DATASET EXCERPTS:
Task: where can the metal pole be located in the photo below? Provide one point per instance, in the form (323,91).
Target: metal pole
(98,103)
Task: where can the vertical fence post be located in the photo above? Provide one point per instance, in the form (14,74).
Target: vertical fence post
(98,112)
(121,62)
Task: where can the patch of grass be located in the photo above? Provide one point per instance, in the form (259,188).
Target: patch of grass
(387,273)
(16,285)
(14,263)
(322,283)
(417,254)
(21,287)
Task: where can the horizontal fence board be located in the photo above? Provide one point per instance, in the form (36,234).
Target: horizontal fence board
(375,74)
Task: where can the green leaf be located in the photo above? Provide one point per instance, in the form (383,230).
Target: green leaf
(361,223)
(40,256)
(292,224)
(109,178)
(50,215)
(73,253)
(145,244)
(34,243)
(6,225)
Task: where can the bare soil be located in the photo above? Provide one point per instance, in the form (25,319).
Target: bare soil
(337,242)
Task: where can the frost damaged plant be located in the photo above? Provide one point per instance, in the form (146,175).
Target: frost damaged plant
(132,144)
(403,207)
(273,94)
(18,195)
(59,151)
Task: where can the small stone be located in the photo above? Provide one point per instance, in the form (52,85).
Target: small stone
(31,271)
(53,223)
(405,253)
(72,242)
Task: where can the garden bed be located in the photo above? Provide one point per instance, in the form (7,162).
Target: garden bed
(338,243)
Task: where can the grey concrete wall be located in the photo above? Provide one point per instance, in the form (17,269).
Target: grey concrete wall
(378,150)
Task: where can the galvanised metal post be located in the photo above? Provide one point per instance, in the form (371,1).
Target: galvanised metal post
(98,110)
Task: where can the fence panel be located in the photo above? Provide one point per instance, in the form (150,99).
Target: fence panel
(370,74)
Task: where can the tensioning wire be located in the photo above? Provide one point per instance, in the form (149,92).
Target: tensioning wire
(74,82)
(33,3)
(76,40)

REQUIREMENT:
Reproduce the entries above in full by retyping them exactly.

FINAL ANSWER:
Task: where can the metal pole be located in the photo below? Provide one point per instance, in the form (323,91).
Target: metal pole
(98,103)
Task: where can the vertical fence post be located in the photo above? Provide one point per instance, in the form (14,74).
Target: vertical fence post
(98,112)
(121,62)
Task: where can the patch of grass be located in the photo above? Provide one point per instance, in the form (259,188).
Target: patch of grass
(387,273)
(16,285)
(14,263)
(322,283)
(417,254)
(21,287)
Task: where can the horizontal fence board be located in the photo above? Provide one point per instance, in the form (36,234).
Target: horizontal fence board
(375,74)
Task: where can the green leaf be located in the photo above? Provide one point per instance, in the form (383,230).
Target: green leaf
(361,223)
(40,256)
(292,224)
(109,178)
(50,215)
(73,253)
(145,244)
(34,243)
(6,225)
Task: where can the bare soil be located in the photo above? Provide one point per instance, in the form (25,319).
Target: bare soil
(337,242)
Task: where can the frost damaged plant be located in the photo above? Provide one point per instance, in the form (146,175).
Target: frost damaged plant
(132,144)
(403,207)
(273,94)
(18,195)
(59,151)
Task: where can the small stone be located in the photo above? Provide one point per instance, in the form (52,85).
Target: small stone
(31,271)
(53,223)
(405,253)
(72,242)
Task: where can the garden bed be located in the photo above? Provide one point per instance, in the form (7,162).
Target: garden bed
(338,243)
Task: where can the grey concrete wall be located in the photo above? Provide one point per instance, in the form (17,269).
Target: grey concrete wall
(378,150)
Task: where can the galvanised metal post be located in the photo above? Provide one point per instance, in the form (371,1).
Target: galvanised metal post
(98,110)
Task: where can the fence panel be located in the photo above? Provide one point per instance, in the form (150,99).
Target: fence panel
(370,74)
Task: where can the tensioning wire be located in the photo above? Provide one point per instance, in the form (149,92).
Target: tensioning wire
(74,82)
(33,3)
(76,40)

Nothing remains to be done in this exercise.